_Datos proporcionados_
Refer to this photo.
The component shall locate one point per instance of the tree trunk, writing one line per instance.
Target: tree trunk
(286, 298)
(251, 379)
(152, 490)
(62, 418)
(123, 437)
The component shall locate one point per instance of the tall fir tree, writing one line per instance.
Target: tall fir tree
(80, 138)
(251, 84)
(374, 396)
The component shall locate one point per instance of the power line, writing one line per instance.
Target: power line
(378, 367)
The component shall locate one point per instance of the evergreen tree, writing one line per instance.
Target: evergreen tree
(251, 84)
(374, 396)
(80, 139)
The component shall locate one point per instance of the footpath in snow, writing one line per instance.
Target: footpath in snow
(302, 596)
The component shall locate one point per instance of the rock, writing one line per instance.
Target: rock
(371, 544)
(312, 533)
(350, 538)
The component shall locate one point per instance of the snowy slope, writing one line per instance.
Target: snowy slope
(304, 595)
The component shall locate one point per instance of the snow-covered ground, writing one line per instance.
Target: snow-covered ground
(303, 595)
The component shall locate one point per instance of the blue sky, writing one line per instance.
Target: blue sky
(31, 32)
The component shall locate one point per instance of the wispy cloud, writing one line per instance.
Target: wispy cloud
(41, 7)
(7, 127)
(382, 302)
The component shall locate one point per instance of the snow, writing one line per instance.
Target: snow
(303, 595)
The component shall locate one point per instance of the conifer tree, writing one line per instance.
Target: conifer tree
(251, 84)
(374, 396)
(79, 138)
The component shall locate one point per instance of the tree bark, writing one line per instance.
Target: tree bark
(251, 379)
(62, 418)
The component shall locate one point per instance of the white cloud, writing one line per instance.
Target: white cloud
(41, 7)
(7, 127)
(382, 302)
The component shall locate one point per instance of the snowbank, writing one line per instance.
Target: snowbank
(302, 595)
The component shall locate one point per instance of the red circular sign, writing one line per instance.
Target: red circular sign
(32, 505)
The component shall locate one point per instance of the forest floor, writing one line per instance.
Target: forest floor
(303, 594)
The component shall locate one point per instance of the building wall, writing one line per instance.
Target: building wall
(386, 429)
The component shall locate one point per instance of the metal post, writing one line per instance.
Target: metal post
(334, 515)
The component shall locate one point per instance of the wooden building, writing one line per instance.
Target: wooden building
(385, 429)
--
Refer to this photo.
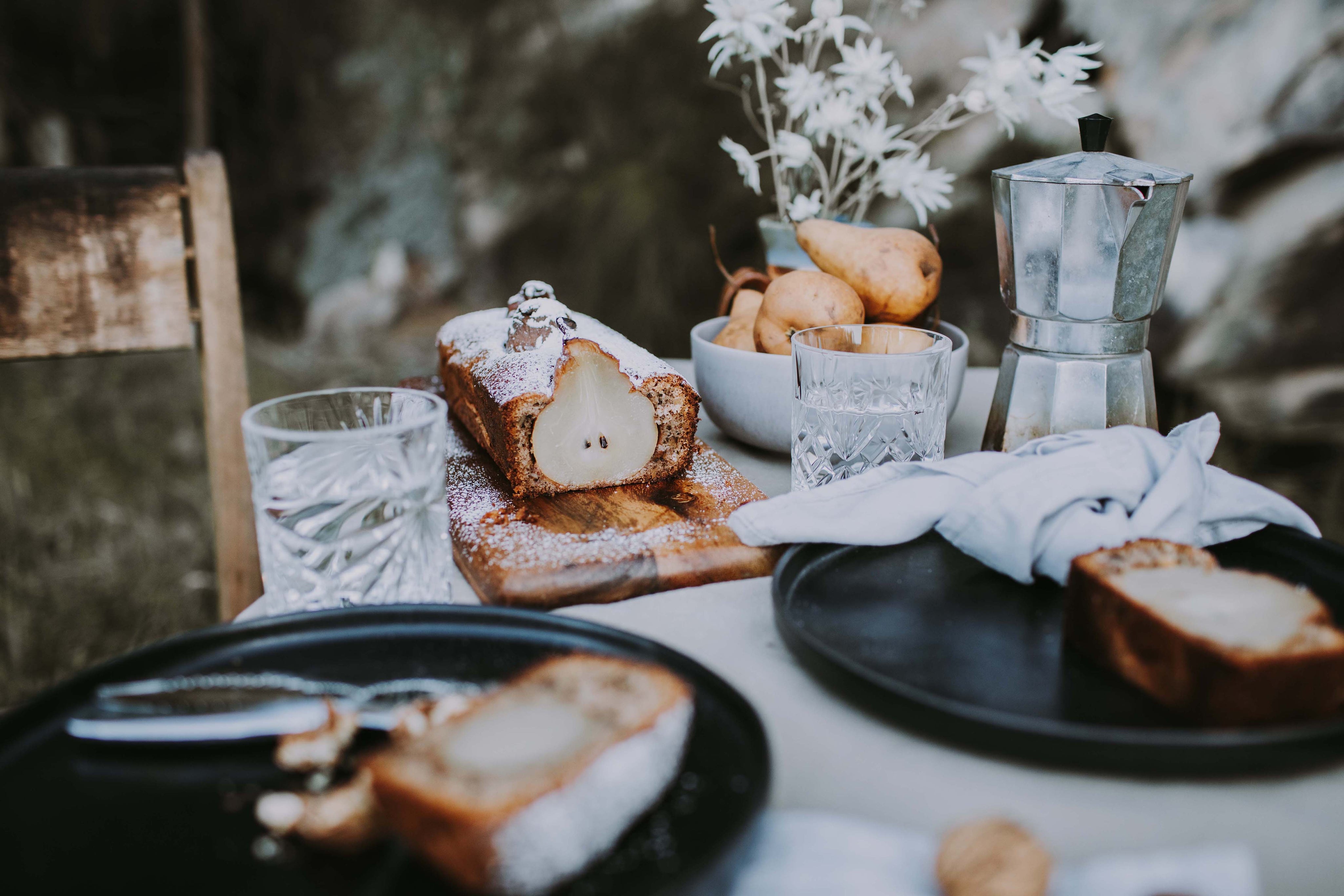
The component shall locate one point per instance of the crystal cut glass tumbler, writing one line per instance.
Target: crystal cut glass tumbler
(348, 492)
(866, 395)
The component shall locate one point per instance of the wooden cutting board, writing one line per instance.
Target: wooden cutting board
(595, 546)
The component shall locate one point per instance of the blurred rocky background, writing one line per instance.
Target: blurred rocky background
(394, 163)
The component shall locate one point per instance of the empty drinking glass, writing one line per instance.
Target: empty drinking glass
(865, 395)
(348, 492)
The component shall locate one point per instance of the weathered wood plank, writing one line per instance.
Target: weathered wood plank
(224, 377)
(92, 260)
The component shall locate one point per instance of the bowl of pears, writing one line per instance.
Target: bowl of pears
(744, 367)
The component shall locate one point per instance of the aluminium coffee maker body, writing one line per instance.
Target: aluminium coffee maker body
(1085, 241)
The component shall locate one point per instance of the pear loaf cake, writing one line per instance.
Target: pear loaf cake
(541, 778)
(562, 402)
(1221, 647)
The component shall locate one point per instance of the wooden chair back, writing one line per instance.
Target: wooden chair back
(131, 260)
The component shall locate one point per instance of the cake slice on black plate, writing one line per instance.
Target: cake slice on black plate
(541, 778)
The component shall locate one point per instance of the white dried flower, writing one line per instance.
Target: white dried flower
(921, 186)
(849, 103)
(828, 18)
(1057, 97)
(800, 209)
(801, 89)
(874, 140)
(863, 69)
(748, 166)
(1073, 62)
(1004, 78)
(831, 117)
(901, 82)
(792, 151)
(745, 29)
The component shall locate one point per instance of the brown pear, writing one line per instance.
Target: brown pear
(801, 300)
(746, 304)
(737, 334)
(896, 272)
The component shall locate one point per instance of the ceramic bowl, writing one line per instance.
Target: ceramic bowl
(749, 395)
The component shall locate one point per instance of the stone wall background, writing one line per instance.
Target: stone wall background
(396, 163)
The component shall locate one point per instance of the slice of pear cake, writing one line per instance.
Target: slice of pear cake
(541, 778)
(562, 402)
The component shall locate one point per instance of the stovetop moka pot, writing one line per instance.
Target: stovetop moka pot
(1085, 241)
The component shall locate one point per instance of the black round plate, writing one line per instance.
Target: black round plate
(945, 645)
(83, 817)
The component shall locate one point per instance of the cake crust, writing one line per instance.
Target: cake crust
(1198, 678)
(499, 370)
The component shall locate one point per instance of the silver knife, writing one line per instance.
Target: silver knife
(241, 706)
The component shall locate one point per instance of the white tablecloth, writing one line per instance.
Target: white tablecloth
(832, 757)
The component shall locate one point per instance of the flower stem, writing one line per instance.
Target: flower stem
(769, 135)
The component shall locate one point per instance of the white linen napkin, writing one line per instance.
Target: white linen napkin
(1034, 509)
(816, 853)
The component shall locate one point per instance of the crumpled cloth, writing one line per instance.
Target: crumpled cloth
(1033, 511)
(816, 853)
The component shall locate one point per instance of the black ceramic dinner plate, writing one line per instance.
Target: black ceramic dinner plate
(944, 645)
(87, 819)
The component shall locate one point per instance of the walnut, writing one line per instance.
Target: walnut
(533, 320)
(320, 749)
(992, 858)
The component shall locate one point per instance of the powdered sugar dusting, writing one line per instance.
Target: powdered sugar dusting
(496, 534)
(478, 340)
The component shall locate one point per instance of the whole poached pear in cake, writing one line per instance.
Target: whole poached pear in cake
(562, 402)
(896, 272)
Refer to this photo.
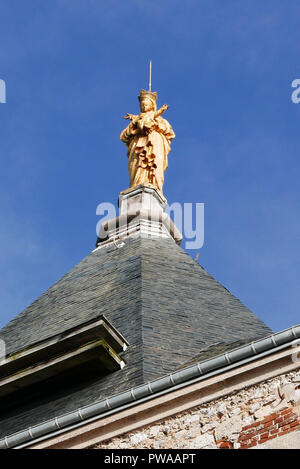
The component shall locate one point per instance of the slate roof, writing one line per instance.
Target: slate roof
* * *
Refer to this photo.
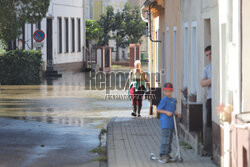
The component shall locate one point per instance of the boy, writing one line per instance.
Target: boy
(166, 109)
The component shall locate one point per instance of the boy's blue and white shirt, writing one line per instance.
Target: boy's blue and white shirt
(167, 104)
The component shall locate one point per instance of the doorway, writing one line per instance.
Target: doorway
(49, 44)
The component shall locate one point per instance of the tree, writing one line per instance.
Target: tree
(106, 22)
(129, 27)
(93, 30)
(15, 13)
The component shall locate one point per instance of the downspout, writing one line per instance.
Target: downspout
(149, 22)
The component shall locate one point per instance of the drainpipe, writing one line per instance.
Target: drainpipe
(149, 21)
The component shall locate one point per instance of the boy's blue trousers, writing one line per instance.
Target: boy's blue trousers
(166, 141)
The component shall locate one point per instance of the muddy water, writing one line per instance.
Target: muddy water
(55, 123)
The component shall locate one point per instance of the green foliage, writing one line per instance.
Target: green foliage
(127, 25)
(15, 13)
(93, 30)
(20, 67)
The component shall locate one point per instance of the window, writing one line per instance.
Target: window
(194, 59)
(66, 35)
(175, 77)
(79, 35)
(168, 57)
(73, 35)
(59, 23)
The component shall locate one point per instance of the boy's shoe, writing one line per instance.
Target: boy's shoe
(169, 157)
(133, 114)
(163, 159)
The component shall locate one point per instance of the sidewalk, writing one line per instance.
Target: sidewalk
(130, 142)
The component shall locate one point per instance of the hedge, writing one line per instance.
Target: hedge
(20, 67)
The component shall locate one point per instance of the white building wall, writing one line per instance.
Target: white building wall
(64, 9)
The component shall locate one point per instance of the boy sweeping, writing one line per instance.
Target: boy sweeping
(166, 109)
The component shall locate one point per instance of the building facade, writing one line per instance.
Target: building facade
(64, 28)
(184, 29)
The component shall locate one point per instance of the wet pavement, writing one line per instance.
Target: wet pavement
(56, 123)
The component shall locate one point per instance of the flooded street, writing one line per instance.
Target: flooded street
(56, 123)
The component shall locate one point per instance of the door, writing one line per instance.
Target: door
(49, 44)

_Lo que se pide_
¿Cuántas líneas de los datos contienen la palabra "stone", distinguiendo entre mayúsculas y minúsculas? Responde solo con el número.

_Respuesta_
2